## Activity
What you return must match the records word for word, except that pictures are dropped.

-- Study material follows --

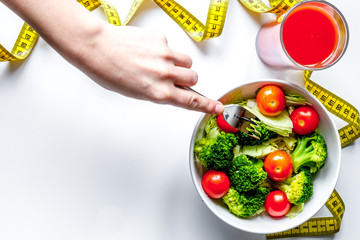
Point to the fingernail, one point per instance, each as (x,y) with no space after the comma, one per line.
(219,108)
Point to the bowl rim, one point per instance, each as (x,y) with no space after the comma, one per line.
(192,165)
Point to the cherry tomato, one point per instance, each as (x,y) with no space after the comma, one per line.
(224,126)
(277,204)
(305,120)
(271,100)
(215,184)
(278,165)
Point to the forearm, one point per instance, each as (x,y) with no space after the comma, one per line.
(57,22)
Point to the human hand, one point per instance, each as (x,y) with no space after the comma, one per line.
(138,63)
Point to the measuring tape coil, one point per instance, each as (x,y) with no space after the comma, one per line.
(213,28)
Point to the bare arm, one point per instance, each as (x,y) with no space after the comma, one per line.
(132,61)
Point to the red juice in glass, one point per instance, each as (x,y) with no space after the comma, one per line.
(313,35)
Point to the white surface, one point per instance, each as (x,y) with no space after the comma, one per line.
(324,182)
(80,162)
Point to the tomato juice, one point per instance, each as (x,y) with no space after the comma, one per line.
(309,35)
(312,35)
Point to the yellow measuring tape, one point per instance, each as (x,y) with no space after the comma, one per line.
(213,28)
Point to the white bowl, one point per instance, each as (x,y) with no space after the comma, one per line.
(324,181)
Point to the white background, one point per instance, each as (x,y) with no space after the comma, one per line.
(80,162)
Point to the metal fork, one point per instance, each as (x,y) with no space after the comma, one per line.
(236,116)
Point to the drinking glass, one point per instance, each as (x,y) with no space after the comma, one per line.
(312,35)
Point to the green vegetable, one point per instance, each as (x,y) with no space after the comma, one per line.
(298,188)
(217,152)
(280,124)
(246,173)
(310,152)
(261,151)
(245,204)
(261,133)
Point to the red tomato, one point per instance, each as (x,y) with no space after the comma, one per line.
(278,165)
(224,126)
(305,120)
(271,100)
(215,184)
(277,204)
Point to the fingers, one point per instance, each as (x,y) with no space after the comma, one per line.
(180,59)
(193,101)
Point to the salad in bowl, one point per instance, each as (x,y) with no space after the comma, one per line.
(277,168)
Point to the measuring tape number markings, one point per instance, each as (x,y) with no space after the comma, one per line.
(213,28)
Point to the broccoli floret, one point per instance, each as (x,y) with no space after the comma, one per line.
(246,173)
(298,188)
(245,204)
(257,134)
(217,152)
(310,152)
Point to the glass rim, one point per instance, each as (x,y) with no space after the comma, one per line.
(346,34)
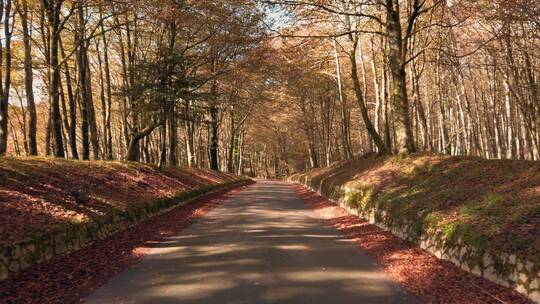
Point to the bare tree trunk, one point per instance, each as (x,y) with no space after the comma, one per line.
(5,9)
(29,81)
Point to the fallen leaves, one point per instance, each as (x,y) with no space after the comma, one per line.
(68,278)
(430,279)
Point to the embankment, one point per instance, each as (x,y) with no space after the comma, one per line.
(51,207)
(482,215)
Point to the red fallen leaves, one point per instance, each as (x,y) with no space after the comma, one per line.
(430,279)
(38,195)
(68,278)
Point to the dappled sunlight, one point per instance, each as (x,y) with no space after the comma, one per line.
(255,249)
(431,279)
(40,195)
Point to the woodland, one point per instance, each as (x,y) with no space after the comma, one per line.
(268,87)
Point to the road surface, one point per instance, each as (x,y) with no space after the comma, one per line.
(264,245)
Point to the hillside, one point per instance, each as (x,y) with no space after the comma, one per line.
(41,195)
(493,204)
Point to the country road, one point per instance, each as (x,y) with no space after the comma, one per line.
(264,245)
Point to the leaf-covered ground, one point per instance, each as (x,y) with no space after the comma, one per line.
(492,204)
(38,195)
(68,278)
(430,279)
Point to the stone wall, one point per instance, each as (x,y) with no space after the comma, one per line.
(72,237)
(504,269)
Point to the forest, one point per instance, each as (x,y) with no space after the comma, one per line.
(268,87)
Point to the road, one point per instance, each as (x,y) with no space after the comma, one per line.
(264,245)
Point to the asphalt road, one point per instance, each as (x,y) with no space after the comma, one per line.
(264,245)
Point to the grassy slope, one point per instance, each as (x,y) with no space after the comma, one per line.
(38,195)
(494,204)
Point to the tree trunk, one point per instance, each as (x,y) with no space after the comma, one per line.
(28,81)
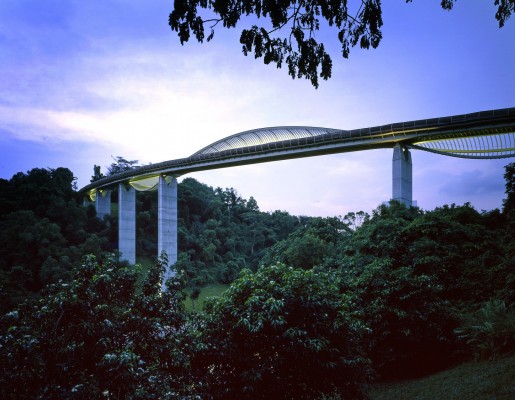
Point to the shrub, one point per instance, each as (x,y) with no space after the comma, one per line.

-- Study material concluded --

## Response area
Point to the fingernail, one point per instance, each as (x,y) with no space after the comma, one per line.
(219,108)
Point to the bowl rim, one point per instance, each as (x,y) with no space after the comma, one per line.
(192,165)
Point to the cherry tomato, one point per instance, each as (x,y) with no space after the comma, one per line.
(224,126)
(277,204)
(305,120)
(271,100)
(215,184)
(278,165)
Point to the forearm, one point per instance, each as (x,y) with no space after the comma, one per line.
(57,22)
Point to the human hand, one point per instance, each as (x,y) with no space after the comma, one per line.
(138,63)
Point to the measuring tape coil, one point per instance, each as (x,y) with no space after the comma, one per line.
(213,28)
Point to the bare arm, one point per instance, each as (x,y) with no space after the comma, one per line.
(132,61)
Point to the red juice in glass, one point per instance, each as (x,y) with no space after the comma, one per line.
(313,35)
Point to the white surface, one point per instance, each as (x,y) with no space after the comma, one per line.
(324,182)
(80,162)
Point to the tomato juice, one point per instance, each as (x,y) with no space after the comma, one per line.
(309,35)
(312,35)
Point to the yellow measuring tape, one point per instance, each as (x,y) with no space after the comma, one per line.
(213,28)
Point to the white bowl, one point per instance, each as (x,y) with no space after the comma, one per line.
(324,181)
Point to the white background, one point per instance, each as (x,y) with no space after the comma, one per line.
(80,162)
Point to the metal fork, one point per instance, each as (x,y) with no space after the comma, one per line.
(236,116)
Point to the drinking glass, one point per instance, each as (x,y) with no space after the comma, one per line.
(312,35)
Point to the green vegetable, one point per instance, each as (x,y) with no space after the comma, one per line.
(298,188)
(217,152)
(280,124)
(246,173)
(310,152)
(261,151)
(245,204)
(261,133)
Point to the red tomato, one point per instance, each as (x,y) with no space after the comma, one per line.
(278,165)
(224,126)
(305,120)
(271,100)
(215,184)
(277,204)
Point to the fingers, one point per instance, each as (x,y) with no space after the comma, one per line.
(180,59)
(193,101)
Point to the salad in bowl, one point per instance, each as (x,y) with no space after the comma, one per line.
(277,168)
Point to the measuring tape number markings, one point per instance, each as (x,y) with no space after the comma, one per line.
(213,28)
Point to the broccoli floret, one point per instance, each as (x,y) with no space after the comma, one per line.
(246,173)
(298,188)
(245,204)
(257,134)
(217,152)
(310,152)
Point to the glass rim, one point per instance, each as (x,y) with no space after the comma, one per line.
(346,34)
Point to the bare tree trunk, one point per instance, each as (x,y) with no space after the comma, one per line.
(5,9)
(29,81)
Point to the fallen leaves, one point per instance, each as (x,y) with no space after the comma, one per line.
(68,278)
(430,279)
Point to the embankment, one point per instance, each as (x,y) with no space after the comma, one per line.
(51,207)
(482,215)
Point to the red fallen leaves, one point per instance, each as (x,y) with no space after the comma, one per line.
(430,279)
(38,195)
(68,278)
Point to the dappled sunlight, one point per instance, each as (x,y) with no space after the comma, one per line.
(255,249)
(431,279)
(40,195)
Point to the woodland, one point per instance, each as (x,y) with no space after the comma, one per line.
(268,87)
Point to the road surface, one point per instance, each as (x,y) with no space after the comma, one per line.
(264,245)
Point to the hillside, one point per instance, each as (x,y) with no space after the comma, one per line.
(41,195)
(493,204)
Point to the country road, one point per instance, each as (x,y) with no space after the comma, one per line.
(264,245)
Point to the leaf-covered ground, one point per instance, each as (x,y) with no space after the comma, one per line.
(492,204)
(38,195)
(68,278)
(430,279)
Point to the stone wall, one point per instance, each as (x,y) with no space after the comma, one per line.
(72,237)
(504,269)
Point to the forest, one point per instance, each as (x,y) with no space after the comma, one per line.
(268,87)
Point to the road, one point per instance, each as (x,y) with no space after the comma, one per line.
(264,245)
Point to the asphalt road, one point per instance, each as (x,y) with no space after the comma, one per line.
(264,245)
Point to the grassy slope, one point per instance, each as (x,y) with no space after the comma, one per line.
(38,195)
(494,204)
Point to the tree trunk, one point per instance, each as (x,y) with no space after the comma, one per line.
(28,81)
Point to the shrub, one point per instance, each as (x,y) with no space after the comma, one per line.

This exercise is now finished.